**PAGE EXCERPT:**
*** Block opens ***
We see this process having clean hands in the privileged world – of which Australia has shamefully become a leader where more and more treats people fleeing violence, poverty and the chaos of war suspected of being criminals and terrorists. Politicians and sections of the media have not lost opportunities to inflame suspicion, fear and loathing towards the other especially the Muslim or African. In Europe, the perceived threat posed by so-called swarms of people coming across the Mediterranean has led to countries erecting more barriers to protect themselves – identity, culture, and way of life and standard of living. Such rhetoric has stoked visceral fears of the ‘wretched of the Earth’ without recognition or acknowledgement that it is violence, war and poverty often caused by western nations that makes people flee their homes. Matthew 25 shows how Jesus radically identifies with the least of this world. We are the Body of Christ. We are called not only to minister to the so-called ‘victims’ but to identify with them.

 

Pope Francis calls us to build ‘a church of mercy’ – the great challenge are mercy, kindness, openness, hospitality, compassion, advocacy and solidarity. The controversies Jesus encountered have been repeated in the life of the early church. They continue in different ways today. In early Church controversies over food laws have given over to other controversies or issues [treatment of asylum seekers and refugees, climate change or global warming, abortion, genetic research, stem-cell research, war, medical care, education, the environment, gender, women priests, homosexuality and same-sex marriage]. They are all opportunities for violent disagreement that could prevent Christians from coming to the table. We can become fearful that my existence, my livelihood, my security, my comfort is threatened.

 

Today we are called to action; to check our true allegiances; to discover where our true centre or heart is. True religion enables us to participate in fashioning a world where social justice and compassion prevail. Our actions with others witness to the heart - and world-changing power of true religion. Our actions toward the most defenseless among us speak clearly about where our hearts truly lie.
*** Block closes ***
**SUPPLIED INFORMATION:**
*** Block opens ***
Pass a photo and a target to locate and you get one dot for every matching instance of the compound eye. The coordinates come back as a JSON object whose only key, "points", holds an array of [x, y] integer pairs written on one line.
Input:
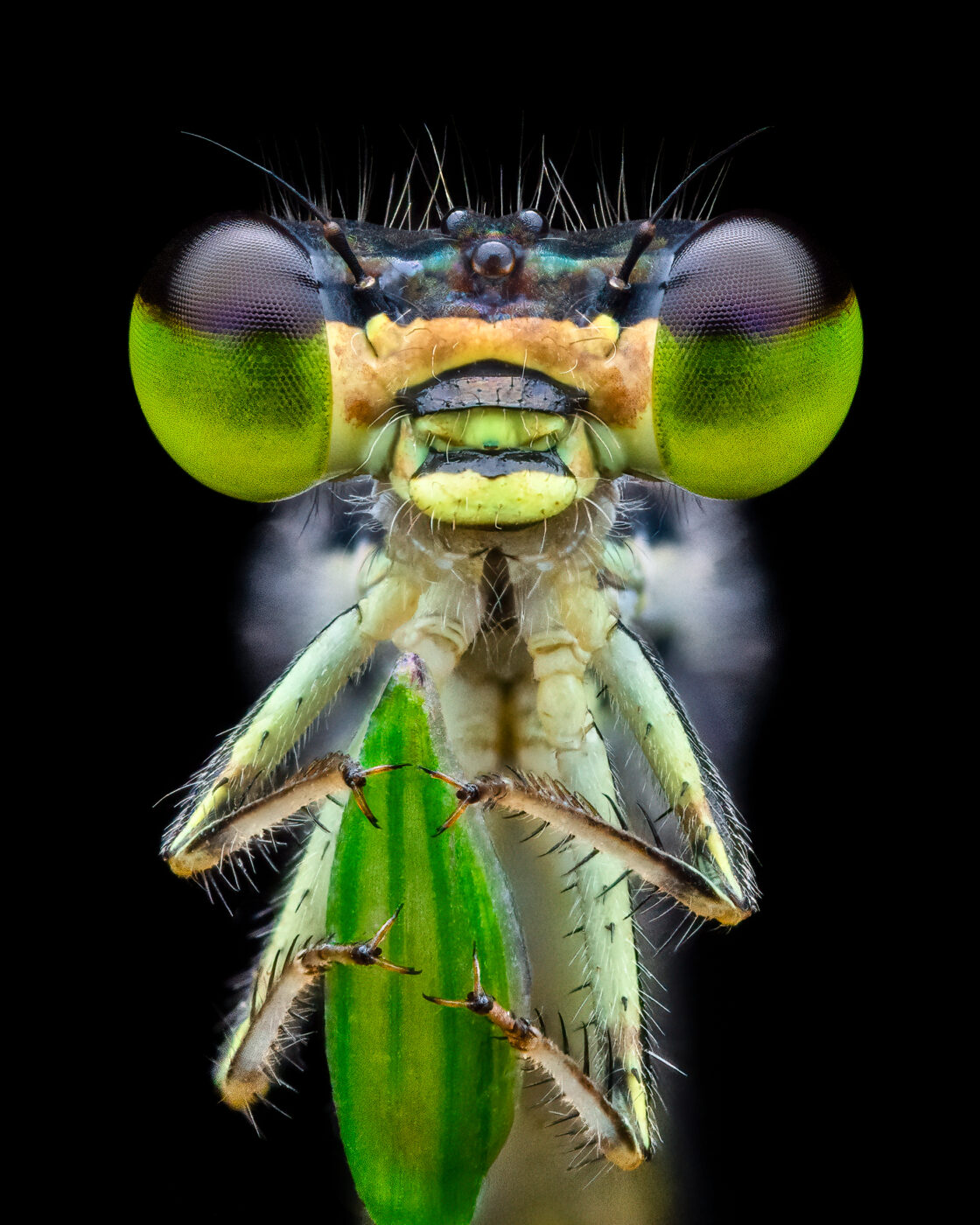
{"points": [[229, 357], [759, 349]]}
*** Block closes ***
**ASSIGNED TASK 1:** According to the reflection on mercy, what does Pope Francis call us to build?
**ASSIGNED TASK 2:** Extend the reflection on mercy past its final sentence.
The lines play no part in this work.

**EXERCISE ANSWER 1:** A ‘church of mercy’.

**EXERCISE ANSWER 2:**
So, we are again challenged about our commitments. What do we burn for? What are we passionate about? Does our fear, worry and greed define us or is it a passion for justice and peace, genuine concern for and practical action on behalf of others? How willing we are to reach out to the people across the street. For James, authentic faith presupposes a corresponding lifestyle. True religion is an affair of the heart that leads to action. It is not about making sure our hands are clean. Ironically, often those who have washed their hands, or wear nice suits, are corrupt. They have washed their hands from engagement on the social and political level. The gospel story is alive as ever.  ‘Hand washing’ at the time of Jesus, as today, reflects our desire to maintain ourselves ‘pure’ and ‘uncontaminated’ by those who are different; those who inconvenient; those who live in ways we do not understand. True religion is a threat to the powerful because people become active and engaged in their everyday lives and the lives others rather than being passive. The whole point is to maintain a heart, a heart of flesh not of stone, a heart alive not dead, a heart compassionate not selfish, a heart large not small, a heart hospitable not judgmental.

 

The resurrection shows that God who has sided with all people who are victims. Matthew 25 makes clear how Jesus radically identifies himself with the least of this world. Christ does not just identify himself with people who help the hungry, visit the imprisoned, or welcome the stranger, but Christ is the hungry and imprisoned person, the person who is a refugee and stranger. We are the Body of Christ and we are called not only to minister to the so-called ‘victims’ but to identify with them. So when God’s word calls us together we are meant to connect with the pain, hardship, suffering and injustice in our world.